Exercise instructions
Rewrite the lines from the one containing "Question. Locate the real" through the last line, inclusive, with every "real madrid crest" replaced by "team crest" and everything else unchanged.

-- BEGIN Data section --

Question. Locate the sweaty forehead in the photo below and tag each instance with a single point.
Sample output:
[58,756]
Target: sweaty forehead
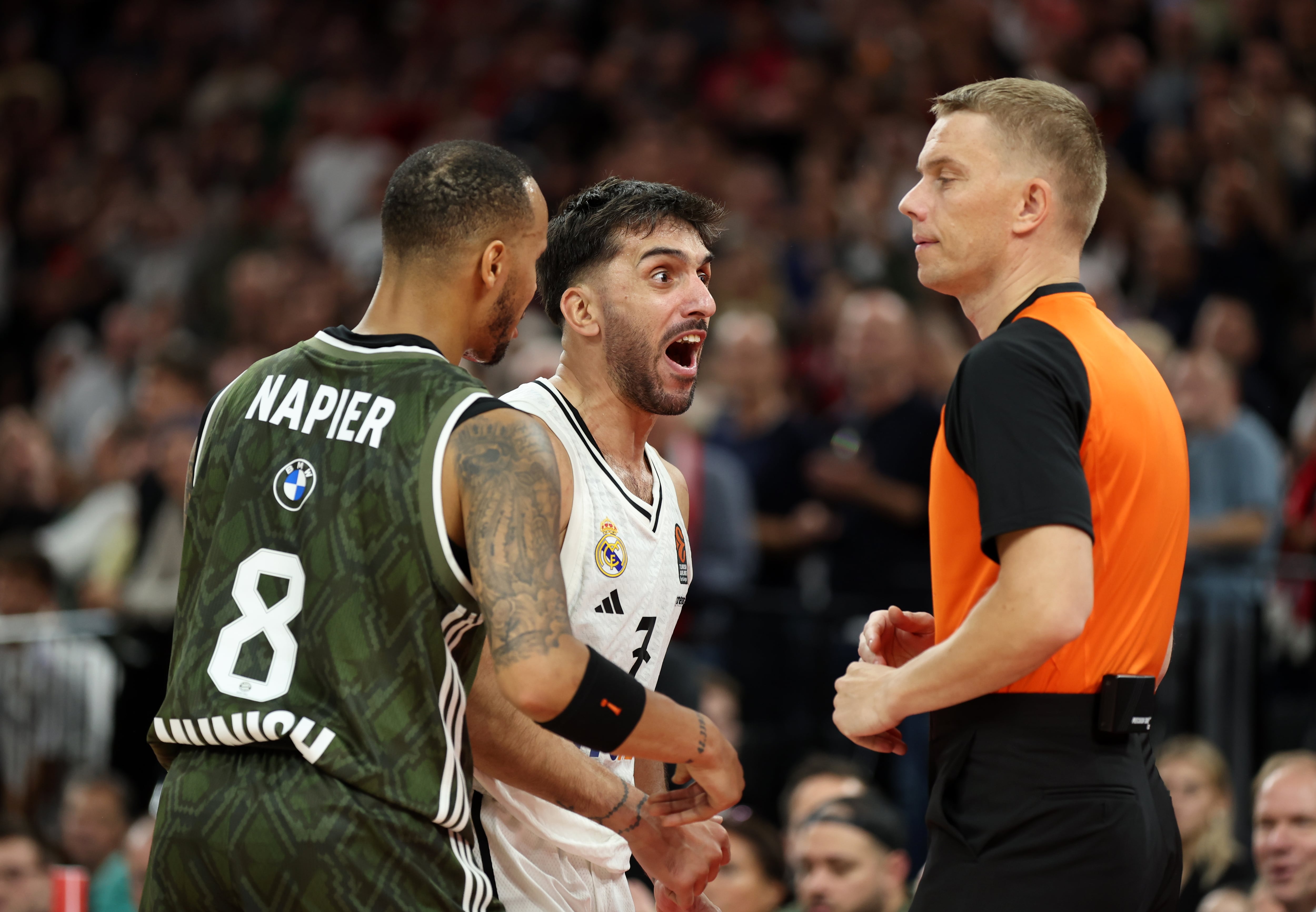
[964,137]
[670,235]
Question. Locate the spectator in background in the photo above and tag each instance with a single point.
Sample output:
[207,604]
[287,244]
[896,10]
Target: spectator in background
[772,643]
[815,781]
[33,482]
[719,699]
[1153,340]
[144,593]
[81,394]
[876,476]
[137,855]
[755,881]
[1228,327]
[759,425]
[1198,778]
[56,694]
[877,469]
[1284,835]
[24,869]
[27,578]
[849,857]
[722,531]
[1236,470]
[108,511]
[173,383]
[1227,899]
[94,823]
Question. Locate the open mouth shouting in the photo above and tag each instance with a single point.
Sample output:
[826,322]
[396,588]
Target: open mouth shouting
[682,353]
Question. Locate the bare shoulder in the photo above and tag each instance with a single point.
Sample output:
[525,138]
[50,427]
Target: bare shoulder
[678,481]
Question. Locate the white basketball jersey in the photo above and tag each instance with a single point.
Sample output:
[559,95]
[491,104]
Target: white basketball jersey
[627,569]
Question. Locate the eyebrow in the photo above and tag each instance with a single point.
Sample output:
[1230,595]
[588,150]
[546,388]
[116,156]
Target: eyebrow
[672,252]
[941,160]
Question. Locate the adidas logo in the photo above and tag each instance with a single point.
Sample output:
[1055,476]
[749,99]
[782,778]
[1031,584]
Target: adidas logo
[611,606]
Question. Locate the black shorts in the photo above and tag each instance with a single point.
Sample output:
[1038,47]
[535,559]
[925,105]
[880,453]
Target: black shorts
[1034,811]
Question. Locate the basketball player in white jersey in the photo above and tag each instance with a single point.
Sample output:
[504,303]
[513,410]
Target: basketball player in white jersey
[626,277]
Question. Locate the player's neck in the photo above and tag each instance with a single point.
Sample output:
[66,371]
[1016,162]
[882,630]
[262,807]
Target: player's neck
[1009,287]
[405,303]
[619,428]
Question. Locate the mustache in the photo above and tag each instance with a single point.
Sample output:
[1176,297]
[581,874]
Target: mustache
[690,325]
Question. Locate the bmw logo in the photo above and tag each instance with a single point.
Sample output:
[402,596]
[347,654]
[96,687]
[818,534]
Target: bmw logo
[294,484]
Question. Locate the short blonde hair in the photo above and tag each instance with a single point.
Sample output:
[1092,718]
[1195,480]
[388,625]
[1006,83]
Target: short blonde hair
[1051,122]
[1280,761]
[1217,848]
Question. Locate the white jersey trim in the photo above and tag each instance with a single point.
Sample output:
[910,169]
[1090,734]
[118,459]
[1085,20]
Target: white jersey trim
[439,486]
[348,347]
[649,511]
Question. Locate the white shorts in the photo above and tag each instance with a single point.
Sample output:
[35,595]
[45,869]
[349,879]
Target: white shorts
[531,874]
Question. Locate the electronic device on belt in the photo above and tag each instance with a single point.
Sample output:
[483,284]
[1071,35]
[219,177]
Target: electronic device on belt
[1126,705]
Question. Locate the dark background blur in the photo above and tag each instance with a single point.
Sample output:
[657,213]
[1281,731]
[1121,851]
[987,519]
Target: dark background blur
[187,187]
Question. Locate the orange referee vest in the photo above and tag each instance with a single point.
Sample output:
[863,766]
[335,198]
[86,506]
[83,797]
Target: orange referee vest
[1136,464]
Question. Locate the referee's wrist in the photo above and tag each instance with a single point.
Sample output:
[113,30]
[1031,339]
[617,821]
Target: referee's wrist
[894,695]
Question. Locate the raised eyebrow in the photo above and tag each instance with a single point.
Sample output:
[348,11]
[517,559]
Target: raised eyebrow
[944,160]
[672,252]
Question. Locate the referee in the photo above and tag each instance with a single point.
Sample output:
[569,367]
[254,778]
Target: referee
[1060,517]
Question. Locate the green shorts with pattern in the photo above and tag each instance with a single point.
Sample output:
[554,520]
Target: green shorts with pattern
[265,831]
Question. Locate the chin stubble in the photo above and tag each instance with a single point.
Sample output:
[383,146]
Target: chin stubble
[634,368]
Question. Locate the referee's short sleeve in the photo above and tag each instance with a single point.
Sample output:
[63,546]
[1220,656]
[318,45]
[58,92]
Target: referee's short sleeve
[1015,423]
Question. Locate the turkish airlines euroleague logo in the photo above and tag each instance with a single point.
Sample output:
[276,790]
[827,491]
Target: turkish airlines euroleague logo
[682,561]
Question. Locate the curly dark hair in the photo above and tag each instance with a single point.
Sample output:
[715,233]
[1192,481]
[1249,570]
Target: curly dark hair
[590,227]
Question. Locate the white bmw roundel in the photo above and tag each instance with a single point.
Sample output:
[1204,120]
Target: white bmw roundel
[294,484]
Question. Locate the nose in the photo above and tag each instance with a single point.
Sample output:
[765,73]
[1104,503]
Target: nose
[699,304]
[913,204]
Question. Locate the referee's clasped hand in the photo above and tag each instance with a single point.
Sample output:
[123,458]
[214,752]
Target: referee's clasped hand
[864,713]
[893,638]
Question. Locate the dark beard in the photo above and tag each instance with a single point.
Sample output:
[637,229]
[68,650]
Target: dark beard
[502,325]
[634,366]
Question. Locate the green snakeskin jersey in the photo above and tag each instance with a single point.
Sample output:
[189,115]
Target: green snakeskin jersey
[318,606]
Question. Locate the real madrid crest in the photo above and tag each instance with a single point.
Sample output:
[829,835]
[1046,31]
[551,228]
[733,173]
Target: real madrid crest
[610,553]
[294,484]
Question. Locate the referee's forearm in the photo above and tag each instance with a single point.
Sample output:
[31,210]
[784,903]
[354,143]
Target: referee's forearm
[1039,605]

-- END Data section --

Solution
Question. Locate the team crest in the photo above and tag each instance with a single point.
Sample output:
[829,835]
[1046,31]
[551,228]
[733,173]
Target: team crest
[610,553]
[294,484]
Question. Locate the referee's forearm in the photo above and tag each instance with a single point.
Sample output:
[31,210]
[784,903]
[354,143]
Target: referee's forearm
[1039,605]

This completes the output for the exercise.